# [Request]
Copy out the stretch of entries from the line containing "of the wooden" through the end of the entries, requests included, and multiply every coordinate in the answers by 1.25, rounding to whole numbers with halves rounded up.

# [Recorded data]
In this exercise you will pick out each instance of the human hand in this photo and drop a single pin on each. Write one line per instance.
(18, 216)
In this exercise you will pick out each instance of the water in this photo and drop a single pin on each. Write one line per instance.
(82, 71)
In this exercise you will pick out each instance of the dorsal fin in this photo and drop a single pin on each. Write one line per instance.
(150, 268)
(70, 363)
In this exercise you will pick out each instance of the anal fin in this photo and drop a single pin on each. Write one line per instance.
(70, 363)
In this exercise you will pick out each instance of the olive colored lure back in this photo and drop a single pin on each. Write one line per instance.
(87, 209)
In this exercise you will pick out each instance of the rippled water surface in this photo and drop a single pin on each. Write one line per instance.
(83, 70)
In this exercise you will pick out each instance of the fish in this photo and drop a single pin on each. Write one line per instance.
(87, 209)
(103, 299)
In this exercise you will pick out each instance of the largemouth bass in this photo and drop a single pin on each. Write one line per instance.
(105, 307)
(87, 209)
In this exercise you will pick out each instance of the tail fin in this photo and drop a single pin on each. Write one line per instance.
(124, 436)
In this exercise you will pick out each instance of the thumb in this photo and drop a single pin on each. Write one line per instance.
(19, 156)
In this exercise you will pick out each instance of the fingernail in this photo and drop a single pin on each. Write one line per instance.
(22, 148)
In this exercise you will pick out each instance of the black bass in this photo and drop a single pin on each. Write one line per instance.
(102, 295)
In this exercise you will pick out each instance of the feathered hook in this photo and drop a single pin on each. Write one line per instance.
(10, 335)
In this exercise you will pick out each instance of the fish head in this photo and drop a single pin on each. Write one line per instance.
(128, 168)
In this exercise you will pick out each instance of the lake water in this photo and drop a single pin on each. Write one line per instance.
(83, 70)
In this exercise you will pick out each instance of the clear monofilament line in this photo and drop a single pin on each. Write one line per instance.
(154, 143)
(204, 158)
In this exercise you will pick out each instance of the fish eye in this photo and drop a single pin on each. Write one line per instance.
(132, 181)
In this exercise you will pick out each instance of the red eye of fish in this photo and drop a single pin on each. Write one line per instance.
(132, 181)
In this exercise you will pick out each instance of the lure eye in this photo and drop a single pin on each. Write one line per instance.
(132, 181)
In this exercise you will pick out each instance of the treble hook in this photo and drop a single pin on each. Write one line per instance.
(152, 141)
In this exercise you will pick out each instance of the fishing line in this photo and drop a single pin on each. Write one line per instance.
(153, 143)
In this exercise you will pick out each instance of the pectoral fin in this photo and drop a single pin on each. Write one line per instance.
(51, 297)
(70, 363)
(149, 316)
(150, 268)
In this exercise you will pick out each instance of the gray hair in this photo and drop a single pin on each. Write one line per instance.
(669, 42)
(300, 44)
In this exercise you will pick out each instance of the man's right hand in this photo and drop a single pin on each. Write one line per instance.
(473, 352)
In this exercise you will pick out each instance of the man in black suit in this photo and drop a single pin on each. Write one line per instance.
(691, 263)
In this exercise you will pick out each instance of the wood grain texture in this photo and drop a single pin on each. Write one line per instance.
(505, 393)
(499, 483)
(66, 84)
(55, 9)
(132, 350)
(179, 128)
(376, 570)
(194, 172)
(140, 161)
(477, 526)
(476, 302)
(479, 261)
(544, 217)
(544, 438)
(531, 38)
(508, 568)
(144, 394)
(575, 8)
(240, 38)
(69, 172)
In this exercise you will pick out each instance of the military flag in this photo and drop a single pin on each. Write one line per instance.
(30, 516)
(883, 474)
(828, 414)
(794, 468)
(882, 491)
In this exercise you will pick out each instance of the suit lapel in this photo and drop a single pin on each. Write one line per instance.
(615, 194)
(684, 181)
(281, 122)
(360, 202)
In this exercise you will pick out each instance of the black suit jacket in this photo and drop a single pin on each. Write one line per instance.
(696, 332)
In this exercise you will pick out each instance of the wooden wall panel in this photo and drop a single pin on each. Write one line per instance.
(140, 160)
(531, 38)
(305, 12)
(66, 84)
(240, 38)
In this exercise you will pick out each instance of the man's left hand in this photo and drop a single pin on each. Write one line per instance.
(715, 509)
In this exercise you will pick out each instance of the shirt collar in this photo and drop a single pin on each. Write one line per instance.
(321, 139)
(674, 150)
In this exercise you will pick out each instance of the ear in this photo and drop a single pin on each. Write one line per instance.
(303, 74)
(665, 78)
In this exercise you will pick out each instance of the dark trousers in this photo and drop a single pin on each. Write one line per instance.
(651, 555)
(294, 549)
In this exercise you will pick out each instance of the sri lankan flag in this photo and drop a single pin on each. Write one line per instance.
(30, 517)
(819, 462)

# [Solution to the exercise]
In this exercise you will pick out each instance of the wooden wall panel in this photo and drop a single pin on each. Write one line per instance.
(175, 200)
(664, 48)
(381, 15)
(83, 105)
(300, 48)
In this exercise you will pick out each instance of the man's left hand in this photo and drop a single pin on each. Write one line per instance.
(894, 636)
In this exercise you will pick out each instance of the shirt collar in this photo and drop a single pin on each. Write one line per instance.
(401, 174)
(843, 188)
In this exercise you will pick out each instance of the ear in this photo and drop a single pin on each. Write one line per instance.
(379, 93)
(831, 98)
In this exercise you will pick out each instance of the dark trousers in this photo and drop a single pin on each. Write one line per instance.
(814, 694)
(368, 686)
In this exercise you will pick out each instance of the sri lankan flag in this photo and drop a single pin on each. Write one line per instance.
(38, 646)
(1024, 578)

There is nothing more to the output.